:: TEXT
Tom Fisher maintains the 2016 law requiring the “dignified disposal” of aborted fetuses is constitutional, contrary to a ruling by a federal judge in Indianapolis and then upheld by the 7th U.S. Circuit Court of Appeals in Chicago. 

“With respect to the requirement that healthcare facilities dispose of fetal remains in a humane and dignified way, namely by way of cremation or burial, the federal circuits are in conflict on whether that is a permissible regulation,” Fisher said.

Fisher and Attorney General Curtis Hill argue the Seventh Circuit panel contradicted an earlier decision in the Eighth Circuit upholding a similar law in Minnesota .

Indiana’s blocked abortion law also made it illegal to get an abortion solely on the basis of the fetus’s race, sex, or disability, such as Down Syndrome.
::::
STATED EXERCISE 1:
Please retype the passage from the text on Indiana's abortion law starting with "Indiana’s blocked abortion" and going on through "as Down Syndrome.".
STATED EXERCISE 2:
Answer these questions from the text on Indiana's abortion law, one line each:
(a) In what year was the law on disposal of fetal remains passed?
(b) Which court of appeals upheld the federal judge's ruling against the law?
(c) In which circuit was a similar Minnesota law upheld?
STATED EXERCISE 3:
Write the next part of the text on Indiana's abortion law, continuing from its last sentence.
:: RECORDED INFORMATION
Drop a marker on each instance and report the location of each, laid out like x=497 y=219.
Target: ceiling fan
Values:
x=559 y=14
::::
TASK OUTPUT 1:
Indiana’s blocked abortion law also made it illegal to get an abortion solely on the basis of the fetus’s race, sex, or disability, such as Down Syndrome.

TASK OUTPUT 2:
(a) 2016
(b) The 7th U.S. Circuit Court of Appeals in Chicago
(c) The Eighth Circuit

TASK OUTPUT 3:
Planned Parenthood argues restricting abortion on this basis violates Roe v. Wade, the landmark Supreme Court decision that effectively legalized abortion in the United States. 

“The Supreme Court, I think, has articulated the right to abortion with particular objectives in mind,” Fisher explained. “Namely, the right on whether to have the child or not. Not the right to decide whether you don’t want a child that doesn’t have the characteristics that you like.”

Fisher contends Planned Parenthood and the 7th Circuit are taking the precedent set by Roe v. Wade too far and do not think the Supreme Court would have to overturn any of its precedents in order to rule on the side of the state.